EXERCISE PASSAGE:
= Beginning of Section =

- New sector inclusion — Water Supply, Sewerage & Waste Management reflects India’s AMRUT/Smart Cities investment reality; Renewable energy tracked separately from thermal power
- Rare earth & minor minerals now tracked — critical for India’s EV battery and semiconductor supply chain policy monitoring
- GDP-IIP alignment — both now on 2022–23 base; improves real sector analysis, national accounts consistency, and accuracy of quarterly GDP estimates
- GST data integration — new series uses GST filings alongside ASI data for weights — more comprehensive and current than the old ASI-only approach
- Manufacturing at 6.2% remains robust — the core of India’s industrial engine is healthy, with 17 of 23 industry groups in expansion. Motor vehicles, electrical equipment, and machinery leading confirms PLI-driven diversification is bearing fruit
- New series adds Water Supply sector growing 6.6% — a positive reading on India’s infrastructure investment translation into productive output
- The apparent deceleration from old series’ 7.3% (April 2024) is partly a statistical artefact of base year change — series are not directly comparable; the underlying industrial momentum may be stronger than the headline suggests
- Electricity growing 4.9% — consistent with RBI’s capacity utilisation data showing factories running near full capacity
- Mining contraction of 5.1% is significant — constrains raw material availability for downstream manufacturing and signals potential supply-side bottlenecks in metals and minerals
- 4.9% overall growth is below pre-COVID trend of 6–7% — India needs to sustain 7–8% industrial growth to absorb the 7–10 million new workers entering the labour market annually
- The new series cannot be directly compared to old series growth rates — creating a statistical continuity gap that confounds policy assessment and inter-temporal comparison for at least the next 2–3 years
- Only 1 month of new series data available — impossible to assess trend vs noise; analysts caution against over-interpreting any single data point under a new statistical framework
- Provide back-cast data: MoSPI must release historical IIP data recalculated under the 2022–23 series — ideally going back at least 5 years — to enable meaningful trend analysis, seasonal adjustment, and inter-year comparison without the base-year discontinuity problem that currently hampers policy assessment.
- Accelerate mining sector recovery: The 5.1% mining contraction is a structural warning. India’s Critical Mineral Mission must be backed by faster environmental clearances, technology-driven extraction, and exploration investment — especially for lithium, cobalt, and rare earth elements now tracked in the new IIP series.

= End of Section =

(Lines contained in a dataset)

= Beginning of Section =

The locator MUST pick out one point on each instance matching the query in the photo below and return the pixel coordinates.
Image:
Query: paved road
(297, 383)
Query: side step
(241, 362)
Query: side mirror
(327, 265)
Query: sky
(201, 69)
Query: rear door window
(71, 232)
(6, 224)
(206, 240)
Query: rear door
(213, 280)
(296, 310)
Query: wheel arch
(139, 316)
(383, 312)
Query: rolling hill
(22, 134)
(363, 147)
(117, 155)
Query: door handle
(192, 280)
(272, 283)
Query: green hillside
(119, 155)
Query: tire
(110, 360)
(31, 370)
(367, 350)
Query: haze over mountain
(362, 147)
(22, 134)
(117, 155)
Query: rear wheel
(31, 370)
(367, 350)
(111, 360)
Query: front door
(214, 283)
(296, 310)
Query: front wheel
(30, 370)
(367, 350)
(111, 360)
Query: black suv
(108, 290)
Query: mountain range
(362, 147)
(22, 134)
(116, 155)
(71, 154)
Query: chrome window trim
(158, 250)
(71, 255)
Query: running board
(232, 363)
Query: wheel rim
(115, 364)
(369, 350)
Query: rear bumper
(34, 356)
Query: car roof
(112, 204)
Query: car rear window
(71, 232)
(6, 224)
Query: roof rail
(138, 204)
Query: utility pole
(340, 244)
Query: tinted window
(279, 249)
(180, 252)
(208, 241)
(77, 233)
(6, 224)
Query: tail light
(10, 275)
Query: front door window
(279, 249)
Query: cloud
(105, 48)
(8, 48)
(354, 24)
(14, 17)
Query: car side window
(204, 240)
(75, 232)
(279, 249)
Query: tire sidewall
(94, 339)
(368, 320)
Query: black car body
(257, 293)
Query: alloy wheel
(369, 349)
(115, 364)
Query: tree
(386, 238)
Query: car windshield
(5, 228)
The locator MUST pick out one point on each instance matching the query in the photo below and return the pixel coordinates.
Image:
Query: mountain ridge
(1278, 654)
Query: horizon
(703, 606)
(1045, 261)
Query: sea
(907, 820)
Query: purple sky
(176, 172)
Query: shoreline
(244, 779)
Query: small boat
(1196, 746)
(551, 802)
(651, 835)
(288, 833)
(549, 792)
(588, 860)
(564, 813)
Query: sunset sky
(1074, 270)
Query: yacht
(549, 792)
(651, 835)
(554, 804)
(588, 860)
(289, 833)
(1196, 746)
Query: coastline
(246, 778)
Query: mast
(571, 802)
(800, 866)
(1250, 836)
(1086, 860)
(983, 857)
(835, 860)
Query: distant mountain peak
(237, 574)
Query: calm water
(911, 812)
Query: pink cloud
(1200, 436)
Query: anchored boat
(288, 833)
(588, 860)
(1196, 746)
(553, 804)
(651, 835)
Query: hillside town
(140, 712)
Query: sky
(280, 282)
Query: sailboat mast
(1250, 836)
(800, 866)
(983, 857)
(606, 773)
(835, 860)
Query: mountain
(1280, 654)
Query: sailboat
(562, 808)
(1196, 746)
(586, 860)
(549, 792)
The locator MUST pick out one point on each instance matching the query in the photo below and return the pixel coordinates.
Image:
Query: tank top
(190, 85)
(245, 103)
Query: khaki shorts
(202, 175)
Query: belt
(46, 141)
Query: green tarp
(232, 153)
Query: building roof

= End of Section =

TASK SET:
[1] In the passage on India's industrial output, how many industry groups are listed as in expansion?
[2] Rewrite the part of the passage on India's industrial output starting at "- Accelerate mining" and ending at "new IIP series.", with "exploration investment" changed to "exploration funding".
[3] Continue the passage on India's industrial output from its last sentence.
These lines come from a separate source.

ANSWERS FOR THE EXERCISE:
[1] 17 of 23 industry groups.

[2]
- Accelerate mining sector recovery: The 5.1% mining contraction is a structural warning. India’s Critical Mineral Mission must be backed by faster environmental clearances, technology-driven extraction, and exploration funding — especially for lithium, cobalt, and rare earth elements now tracked in the new IIP series.

[3]
- Use new granularity for targeted PLI monitoring: The new IIP’s 463 item groups — including CCTV cameras, medical stents, and spacecraft parts — must be actively used by DPIIT to monitor PLI scheme-specific production targets and identify underperforming segments requiring policy recalibration.
- Align WPI and CPI base years: While IIP and GDP are now on 2022–23, CPI remains on 2012 base. A unified base year across all major macro indicators would improve national accounts consistency and monetary-fiscal policy coordination. CPI base year revision should be the next priority for MoSPI.
- Seasonal adjustment for better signal: The new series should incorporate seasonally adjusted IIP data — planned under the GST-linked chain-based approach — so that monthly fluctuations driven by agricultural seasons, festivals, or weather can be filtered out for cleaner industrial trend analysis by RBI and the MPC.
- Mining-Manufacturing linkage policy: Mining’s decline must be addressed as a supply-chain risk to manufacturing — India cannot sustain 6%+ manufacturing growth if raw material extraction is declining. The National Mineral Policy 2019’s push for increased auctioning of mineral blocks must be accelerated, with district-level targets for mining revenue generation.
“The revision of the IIP base year from 2011–12 to 2022–23 is not merely a statistical housekeeping exercise — it is a reflection of India’s transformed industrial structure, with emerging sectors like renewable energy, rare earth minerals, and medical technology now entering the measurement framework.” Critically examine the significance of the new IIP series, its structural improvements over the old series, and how it will improve the quality of industrial policy-making in India.